▶ TEXT TO READ:
==============================
BNP Paribas Wealth Management Charts Asia Course embracing Digital, Advisory and Discretionary
Garth Bregman of BNP Paribas Wealth Management
Jan 11, 2019
Garth Bregman, Head of Investment Services, Asia at BNP Paribas Wealth Management, has been in an exciting journey from his upbringing in South Africa, his post-graduate studies in Hawaii and the first decade of his work experience in Amsterdam. Today he heads up the bank’s regional investment services platform for Asia and has a firm belief that the bank is charting the right course towards a fully sustainable private banking model.
Bregman began by focusing on the firm’s thrust towards digitalisation. He explained that the bank has three wealth management Innovation Labs in Singapore, Geneva and Luxembourg. He says that the overall mission is to enhance client experience and draw the client further into the bank’s broad array of offerings.
==============================
▶ PROMPT A: According to the article on BNP Paribas Wealth Management, in which three cities does the bank have wealth management Innovation Labs?
The article and the rows after it are unrelated material.

▶ SUPPLIED RECORDS:
==============================
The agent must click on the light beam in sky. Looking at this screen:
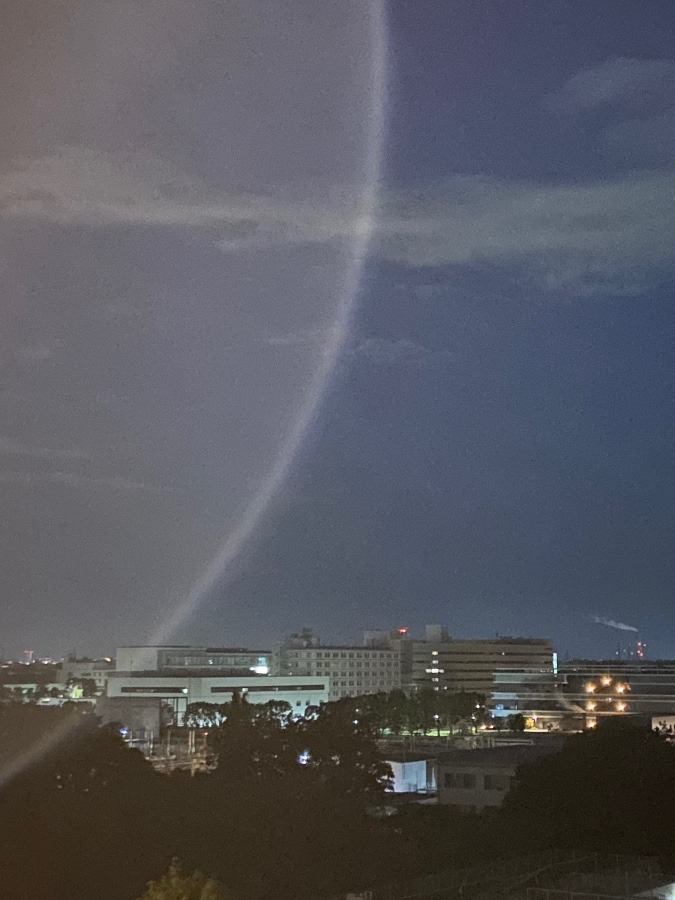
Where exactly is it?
==============================
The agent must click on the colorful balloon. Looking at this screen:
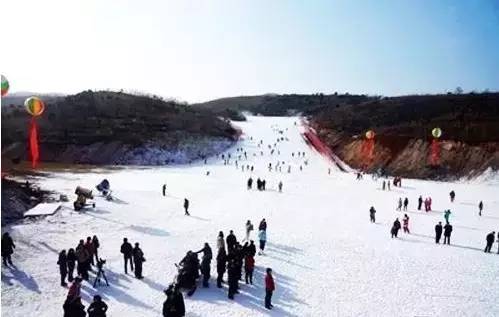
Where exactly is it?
==============================
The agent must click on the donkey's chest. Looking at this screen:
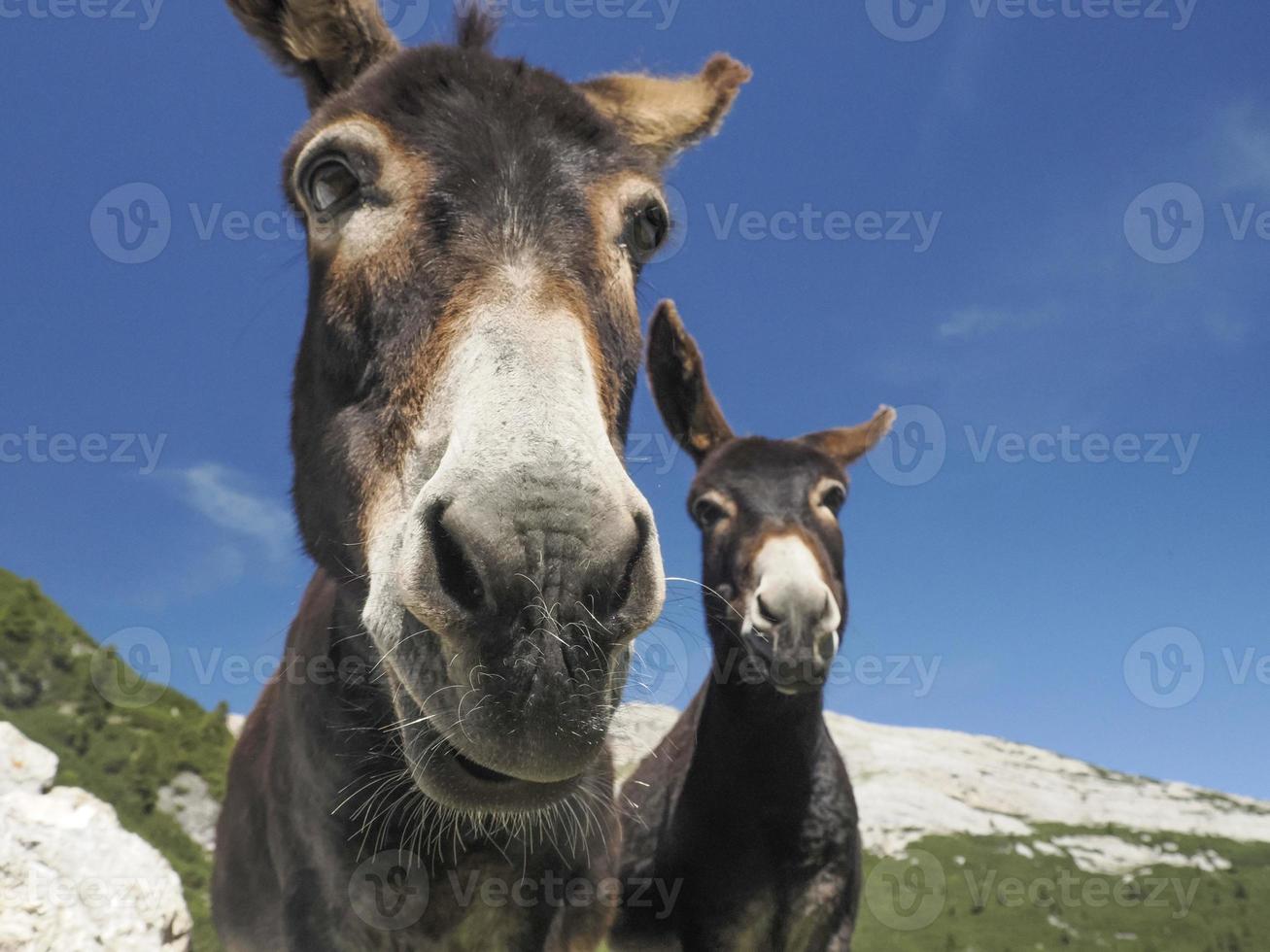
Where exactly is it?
==============================
▶ PROMPT B: Please identify each line of the rows that contains the string "screen".

▶ PROBLEM SOLUTION A: Singapore, Geneva and Luxembourg.

▶ PROBLEM SOLUTION B:
The agent must click on the light beam in sky. Looking at this screen:
The agent must click on the colorful balloon. Looking at this screen:
The agent must click on the donkey's chest. Looking at this screen:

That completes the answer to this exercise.